>> Start Document excerpt

# Happy Birthday Kernfour



## RizFam (Feb 25, 2006)

* 
To our Special Friend Leon!! 
Hope you have a Wonderful Day!

Love,
John, Tami, John Luke, Boone & Otis 
*


----------



## huntr70 (Jul 8, 2005)

Happy Birthday, Leon!!!!


----------



## 'Ohana (May 20, 2007)

Yo! Leon, 
Have a great !! B-Day

Ed


----------



## SharonAG (Jun 18, 2005)

Leon

Hope you have a great Birthday!!!

Love to you and the family!!!

Greg, Sharon, Steph
and Wishbone too!!!!


----------



## tdvffjohn (Mar 10, 2005)

See ya in the spring

John


----------



## skippershe (May 22, 2006)

*Hope you have a wonderful day!*


----------



## Oregon_Camper (Sep 13, 2004)

Hope you have a GREAT B-Day....


----------



## NJMikeC (Mar 29, 2006)

Very late reply but Happy Birthday Leon. Look forward to seeing you a few times this year.


----------



## nonny (Aug 14, 2005)

I missed this one, too. Sorry, Leon. Hope your day was great and we get to see each other again soon, too.


----------



## wolfwood (Sep 19, 2005)

Oops! I did too, Nonny!!









Hope you had a GREAT day Leon !!!!


----------



## kernfour (Oct 17, 2005)

wolfwood said:


> Oops! I did too, Nonny!!
> 
> 
> 
> ...


Thank's for the birthday wishes . Had to work, but had a good day anyway.

thank's again Leon


----------

>> End Document excerpt

--- Written task 1 ---
Answer these questions about the birthday thread:
(a) Which name follows "Greg, Sharon, Steph" in SharonAG's post?
(b) What does tdvffjohn's post say he will do in the spring?
(c) According to kernfour's reply, what did he have to do on his birthday?
--- Written task 2 ---
Quote every line of the records verbatim, from the first line to the last.

>> Start Records to process

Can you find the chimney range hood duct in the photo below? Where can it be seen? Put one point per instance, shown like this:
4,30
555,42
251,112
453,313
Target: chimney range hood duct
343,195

>> End Records to process

--- Written reply 1 ---
(a) Wishbone
(b) See Leon ("See ya in the spring")
(c) Work

--- Written reply 2 ---
Can you find the chimney range hood duct in the photo below? Where can it be seen? Put one point per instance, shown like this:
4,30
555,42
251,112
453,313
Target: chimney range hood duct
343,195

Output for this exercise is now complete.